::: Excerpt to read

Don't Give Up: Consider Growing Your Business Sideways Instead

Don’t Give Up: Consider Growing Your Business Sideways Instead

In 1991 Tom and Nancy Murray started Muranda Holsteins in Waterloo, N.Y., with 90 milking cows. Today, not only do they milk cows, but they have a thriving cheese business called Muranda Cheese and an event center called the Barn at Muranda. Their path to success was marred by challenge, failure and hard work, but the couple never gave up. Not once.

Like many farms throughout the country, the Murrays saw the need to find a second revenue stream to stay in business, but instead of giving up, they figured one (or three) out.


“We started with 90 milk cows and we borrowed 100% of our financing to start, with no collateral,” Tom explains. “It was basically an opportunity for us to assume a mortgage on a farm and borrow the rest of the money to get started.”An opportunity Tom was able to capitalize on because of his determination and the knowledge he had gained in previous experiences. “When I graduated from high school, I went to Colorado. I had the opportunity to work at Paclamar Farms, which, at the time in the 70s, 80s, was probably considered the world’s most predominant breeding establishment for registered cattle,” Tom says.

He “learned at the hand of the master” and then came back to New York to attend SUNY Cobleskill and then went on to Virginia Tech to finish college. After college he moved to Hamilton, N.Y., where he met his wife.

“We got married and worked on her dad’s farm in a partnership. They had a larger farm operation, and they purchased a small tiestall barn, which fit my expertise of registered cattle,” Tom explains. “We worked in a partnership for six years, and then we decided after our children were born that we needed to make some different decisions for ourselves.

”So they started Muranda Holsteins. First, they assumed the mortgage on a farm of roughly $200,000 which they borrowed through FSA’s beginning farmer program. “Because the mortgage was with them, we could only borrow $900 per cow, so we had to buy everybody’s culls to fill the barn, which left us no extra capital for young stock,” Tom recalls.

They bought everything they could get their hands on, high somatic cell cows, bad feet, bad legs, poor breeders. If the price was right, they bought the cows. Except one cow. The Murrays splurged on a $30,000 cow from Pennsylvania who would turn out to be integral to their success. That cow was the mother of Muranda Oscar Lucinda, a cow that produced 67,914 lb. of milk in 1997, breaking the world record for milk production at the time. She changed the course of their farm’s history.


“We took our expertise on the cow side and were able to make a couple of key purchases early on with some heavy risk. All that turned out to be very significant in the progression of our farm on an international and domestic and national level,” Tom says. “They also made great leaps in helping us reduce our debt load.”

Starting with that fancy cow from Pennsylvania, Tom and Nancy turned over their initial herd in a matter of three years. Soon they were on a path to prominence.

“We continued down that road, made some other key purchases and we were able to put together some pedigrees,” Tom says. “At the time, some of our bulls and some females were very highly sought after, both domestically and internationally.”

Then $10 milk arrived in 2003, and they decided to disperse the herd. They sold every milking cow, and for that year, it was the highest-paying milking herd dispersal in the U.S. But the dispersal wasn’t Tom giving up, instead it was a strategic business move that would allow them to pay down debt.

::::::
::: Record excerpts

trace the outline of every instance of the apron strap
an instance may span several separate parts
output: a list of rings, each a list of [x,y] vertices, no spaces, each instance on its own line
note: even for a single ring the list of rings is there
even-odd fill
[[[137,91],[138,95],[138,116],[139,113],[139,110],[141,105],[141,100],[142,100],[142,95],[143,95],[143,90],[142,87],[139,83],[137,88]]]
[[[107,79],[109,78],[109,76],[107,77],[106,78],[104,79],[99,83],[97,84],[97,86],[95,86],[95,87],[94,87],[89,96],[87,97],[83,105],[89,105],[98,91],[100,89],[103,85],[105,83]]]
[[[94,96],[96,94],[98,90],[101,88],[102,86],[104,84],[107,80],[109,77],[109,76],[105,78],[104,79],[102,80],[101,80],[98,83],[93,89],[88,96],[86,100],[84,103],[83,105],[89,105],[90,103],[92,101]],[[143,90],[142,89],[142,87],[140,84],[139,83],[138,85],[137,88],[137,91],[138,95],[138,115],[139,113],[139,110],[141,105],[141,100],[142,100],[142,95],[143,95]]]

::::::

▶ _Work request_
List every dollar amount that appears in the article about Muranda Holsteins.

▶ _Exercise response_
- $200,000
- $900
- $30,000
- $10